▸ **Consignas del ejercicio**
- 1) Responde estas preguntas sobre el texto acerca de la presentación de Marlene Dietrich:
(a) ¿En qué año llegó la noticia de que Marlene Dietrich se presentaría en Buenos Aires?
(b) ¿En cuántos idiomas era su repertorio de canciones?
(c) ¿Con qué argumento se pidió a El País que financiara la expedición a Buenos Aires?
- 2) Reescribe el pasaje del texto sobre la presentación de Marlene Dietrich que empieza con "Escribe: Homero Alsina" y termina con "siquiera esa limosna.". Sustituye "gira" por "temporada".

Escribe: Homero Alsina Thevenet
Un día de 1959 yo estaba dedicado a mis tareas habituales en la página de Espectáculos de El País de Montevideo, cuando llegó la insólita noticia de que Marlene Dietrich se presentaría en Buenos Aires, dentro de una gira por diversos países. Su repertorio de canciones en tres idiomas había terminado por ser una etapa final de éxito en su carrera. Un rápido rastreo por fuentes generalmente bien informadas permitió saber que la presentación en Buenos Aires sólo abarcaría una función, quizás dos, pero que no habría nada similar para Montevideo. Esto suele fastidiar a los uruguayos, que han dependido siempre del rebote de contratos argentinos y que a menudo no recibían ni reciben siquiera esa limosna.
Así que di el paso audaz de pedir a El País que me financiara la expedición a Buenos Aires, con el argumento de que "Marlene es nota". Me dijeron que sí, lo cual era bastante excepcional en aquel momento y en las costumbres de la prensa local. Pero la verdad fué y sigue siendo que El País me ha tratado muy bien durante años.

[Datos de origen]
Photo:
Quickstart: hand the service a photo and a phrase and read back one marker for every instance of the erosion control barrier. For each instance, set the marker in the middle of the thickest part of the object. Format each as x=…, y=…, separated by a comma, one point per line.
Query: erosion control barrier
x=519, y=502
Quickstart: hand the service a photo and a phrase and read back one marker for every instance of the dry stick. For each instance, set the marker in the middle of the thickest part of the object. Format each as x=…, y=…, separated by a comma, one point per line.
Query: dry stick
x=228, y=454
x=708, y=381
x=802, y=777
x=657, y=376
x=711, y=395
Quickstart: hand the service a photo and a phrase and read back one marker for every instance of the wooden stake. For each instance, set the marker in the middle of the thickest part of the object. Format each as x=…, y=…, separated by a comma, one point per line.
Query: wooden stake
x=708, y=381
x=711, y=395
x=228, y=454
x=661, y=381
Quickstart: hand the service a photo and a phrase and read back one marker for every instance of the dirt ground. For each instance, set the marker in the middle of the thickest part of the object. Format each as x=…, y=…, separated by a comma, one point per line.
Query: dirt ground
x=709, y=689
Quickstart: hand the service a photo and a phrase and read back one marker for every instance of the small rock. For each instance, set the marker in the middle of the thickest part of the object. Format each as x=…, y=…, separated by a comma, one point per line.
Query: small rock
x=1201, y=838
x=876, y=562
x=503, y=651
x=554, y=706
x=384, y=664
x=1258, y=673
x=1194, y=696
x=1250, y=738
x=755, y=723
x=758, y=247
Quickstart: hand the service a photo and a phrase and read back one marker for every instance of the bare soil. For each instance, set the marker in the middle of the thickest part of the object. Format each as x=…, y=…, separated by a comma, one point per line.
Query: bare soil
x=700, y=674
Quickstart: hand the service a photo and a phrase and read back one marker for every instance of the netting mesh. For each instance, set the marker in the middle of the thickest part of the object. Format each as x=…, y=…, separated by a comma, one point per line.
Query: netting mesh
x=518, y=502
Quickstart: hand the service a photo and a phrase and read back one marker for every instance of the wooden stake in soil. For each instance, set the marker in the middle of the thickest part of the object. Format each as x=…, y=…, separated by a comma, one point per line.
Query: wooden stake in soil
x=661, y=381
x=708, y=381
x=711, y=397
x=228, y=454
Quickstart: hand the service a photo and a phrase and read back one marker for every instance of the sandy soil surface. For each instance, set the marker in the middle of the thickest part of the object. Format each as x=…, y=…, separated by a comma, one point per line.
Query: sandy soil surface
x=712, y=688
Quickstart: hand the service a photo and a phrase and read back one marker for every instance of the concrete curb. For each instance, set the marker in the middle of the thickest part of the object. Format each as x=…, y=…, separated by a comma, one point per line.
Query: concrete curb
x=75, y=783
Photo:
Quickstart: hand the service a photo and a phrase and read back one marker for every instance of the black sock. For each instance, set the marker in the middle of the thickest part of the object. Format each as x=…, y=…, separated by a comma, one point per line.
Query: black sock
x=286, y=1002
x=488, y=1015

▸ **Soluciones propuestas**
- 1)
(a) En 1959.
(b) En tres idiomas.
(c) Con el argumento de que "Marlene es nota".

- 2)
Escribe: Homero Alsina Thevenet
Un día de 1959 yo estaba dedicado a mis tareas habituales en la página de Espectáculos de El País de Montevideo, cuando llegó la insólita noticia de que Marlene Dietrich se presentaría en Buenos Aires, dentro de una temporada por diversos países. Su repertorio de canciones en tres idiomas había terminado por ser una etapa final de éxito en su carrera. Un rápido rastreo por fuentes generalmente bien informadas permitió saber que la presentación en Buenos Aires sólo abarcaría una función, quizás dos, pero que no habría nada similar para Montevideo. Esto suele fastidiar a los uruguayos, que han dependido siempre del rebote de contratos argentinos y que a menudo no recibían ni reciben siquiera esa limosna.